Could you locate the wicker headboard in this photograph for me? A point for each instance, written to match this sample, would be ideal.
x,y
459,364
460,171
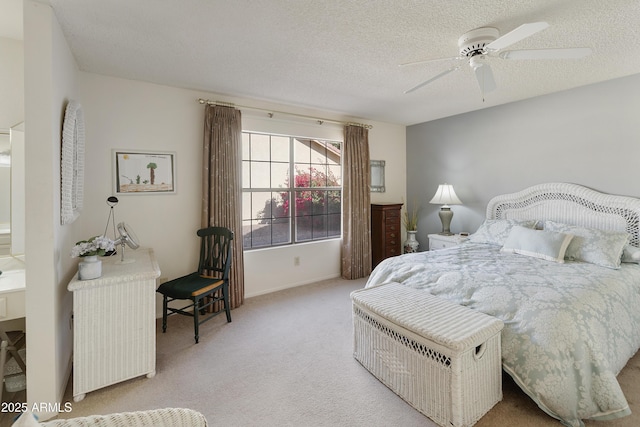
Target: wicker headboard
x,y
570,204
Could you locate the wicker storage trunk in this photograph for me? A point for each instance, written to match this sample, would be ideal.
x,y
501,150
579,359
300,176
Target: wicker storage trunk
x,y
442,358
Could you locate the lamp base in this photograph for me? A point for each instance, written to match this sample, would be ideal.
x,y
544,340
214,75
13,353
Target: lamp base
x,y
445,215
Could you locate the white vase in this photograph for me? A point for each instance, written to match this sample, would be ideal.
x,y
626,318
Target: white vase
x,y
411,244
89,268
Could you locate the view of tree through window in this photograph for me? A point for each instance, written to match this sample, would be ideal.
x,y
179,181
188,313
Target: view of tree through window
x,y
292,189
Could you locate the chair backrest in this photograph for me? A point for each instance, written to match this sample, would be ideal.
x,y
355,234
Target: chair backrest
x,y
215,251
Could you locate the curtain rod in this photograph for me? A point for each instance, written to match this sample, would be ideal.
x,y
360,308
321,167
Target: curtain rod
x,y
271,113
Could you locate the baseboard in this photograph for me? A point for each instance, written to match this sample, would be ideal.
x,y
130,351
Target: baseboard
x,y
290,285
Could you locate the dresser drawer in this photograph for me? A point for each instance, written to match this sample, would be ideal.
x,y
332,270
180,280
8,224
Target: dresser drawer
x,y
386,231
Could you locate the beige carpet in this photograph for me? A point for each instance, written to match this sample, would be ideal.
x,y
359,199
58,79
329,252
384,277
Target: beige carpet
x,y
286,360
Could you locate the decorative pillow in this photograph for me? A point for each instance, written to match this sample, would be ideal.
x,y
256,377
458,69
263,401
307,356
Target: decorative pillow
x,y
600,247
27,419
631,254
547,245
496,231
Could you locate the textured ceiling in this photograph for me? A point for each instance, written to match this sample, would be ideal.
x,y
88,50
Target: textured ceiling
x,y
343,56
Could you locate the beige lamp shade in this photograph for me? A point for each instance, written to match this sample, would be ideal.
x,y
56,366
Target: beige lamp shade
x,y
445,196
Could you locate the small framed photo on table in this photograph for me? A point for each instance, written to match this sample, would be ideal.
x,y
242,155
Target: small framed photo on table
x,y
144,172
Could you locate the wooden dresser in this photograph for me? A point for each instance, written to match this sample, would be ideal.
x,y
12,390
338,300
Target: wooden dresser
x,y
385,231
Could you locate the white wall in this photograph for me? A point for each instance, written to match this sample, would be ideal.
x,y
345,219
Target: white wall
x,y
50,80
136,115
589,136
11,82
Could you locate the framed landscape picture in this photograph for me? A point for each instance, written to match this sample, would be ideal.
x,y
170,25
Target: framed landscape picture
x,y
144,172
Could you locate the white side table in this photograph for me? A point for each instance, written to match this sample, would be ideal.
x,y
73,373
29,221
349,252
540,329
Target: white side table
x,y
114,323
440,241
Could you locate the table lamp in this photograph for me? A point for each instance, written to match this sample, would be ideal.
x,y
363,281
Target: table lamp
x,y
445,196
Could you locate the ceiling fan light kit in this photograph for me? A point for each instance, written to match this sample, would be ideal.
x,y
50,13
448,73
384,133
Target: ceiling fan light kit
x,y
477,46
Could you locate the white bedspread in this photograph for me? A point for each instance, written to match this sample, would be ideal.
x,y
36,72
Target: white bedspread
x,y
569,328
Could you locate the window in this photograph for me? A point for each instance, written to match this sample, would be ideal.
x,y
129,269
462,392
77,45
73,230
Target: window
x,y
292,190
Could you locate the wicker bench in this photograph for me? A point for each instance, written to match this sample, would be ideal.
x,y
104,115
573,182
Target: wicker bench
x,y
442,358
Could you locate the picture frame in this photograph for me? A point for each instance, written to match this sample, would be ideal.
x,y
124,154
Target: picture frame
x,y
377,176
144,172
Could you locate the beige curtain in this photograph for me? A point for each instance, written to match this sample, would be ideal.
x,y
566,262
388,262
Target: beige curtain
x,y
356,203
222,185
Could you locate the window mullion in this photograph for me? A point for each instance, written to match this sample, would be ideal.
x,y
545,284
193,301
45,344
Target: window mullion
x,y
292,192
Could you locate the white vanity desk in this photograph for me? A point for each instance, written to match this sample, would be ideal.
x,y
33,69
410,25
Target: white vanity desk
x,y
114,322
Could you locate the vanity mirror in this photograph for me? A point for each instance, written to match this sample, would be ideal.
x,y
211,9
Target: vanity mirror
x,y
12,190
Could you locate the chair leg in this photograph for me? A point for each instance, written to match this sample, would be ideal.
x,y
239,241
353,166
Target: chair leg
x,y
164,314
225,297
196,321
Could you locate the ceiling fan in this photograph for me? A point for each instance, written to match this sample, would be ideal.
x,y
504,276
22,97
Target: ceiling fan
x,y
476,46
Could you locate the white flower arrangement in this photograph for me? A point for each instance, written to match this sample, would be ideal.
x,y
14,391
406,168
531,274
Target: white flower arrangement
x,y
98,245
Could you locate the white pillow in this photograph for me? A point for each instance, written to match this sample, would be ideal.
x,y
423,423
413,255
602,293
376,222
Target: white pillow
x,y
631,254
547,245
600,247
496,231
27,419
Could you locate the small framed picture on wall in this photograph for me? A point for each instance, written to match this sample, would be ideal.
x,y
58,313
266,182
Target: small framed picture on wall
x,y
144,172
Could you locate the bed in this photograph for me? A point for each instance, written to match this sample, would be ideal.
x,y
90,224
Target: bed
x,y
558,264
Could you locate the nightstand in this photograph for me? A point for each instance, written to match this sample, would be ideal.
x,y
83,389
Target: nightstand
x,y
440,241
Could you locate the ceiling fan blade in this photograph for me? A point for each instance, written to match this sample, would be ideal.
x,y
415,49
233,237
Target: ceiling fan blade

────────────────────

Your objective: Retype exactly the lines from the one containing "Could you locate the white pillow" through the last line of the records above, including both.

Exercise output:
Could you locate the white pillow in this photograph for me? A point for each instance, written to match this sample, would be ideal.
x,y
423,423
413,255
602,293
376,222
Target: white pillow
x,y
631,254
547,245
600,247
496,231
27,419
Could you locate the small framed picture on wall in this photograph for me? A point for each instance, written to match this sample, would be ideal.
x,y
58,313
266,182
Target: small framed picture on wall
x,y
144,172
Could you locate the bed in this photograph for me? A point for each instance, written to match this sample, would be ideal.
x,y
90,224
Target: bed
x,y
558,264
Could you locate the nightstand in this photograph for me? A point for each instance, written to match this sample, would be ideal.
x,y
83,389
Target: nightstand
x,y
440,241
Could you locate the ceiling fan blade in this photograph for me? A point for each instance, written to match this sample, would be ideal.
x,y
415,49
233,237
Target: ceiling fan blade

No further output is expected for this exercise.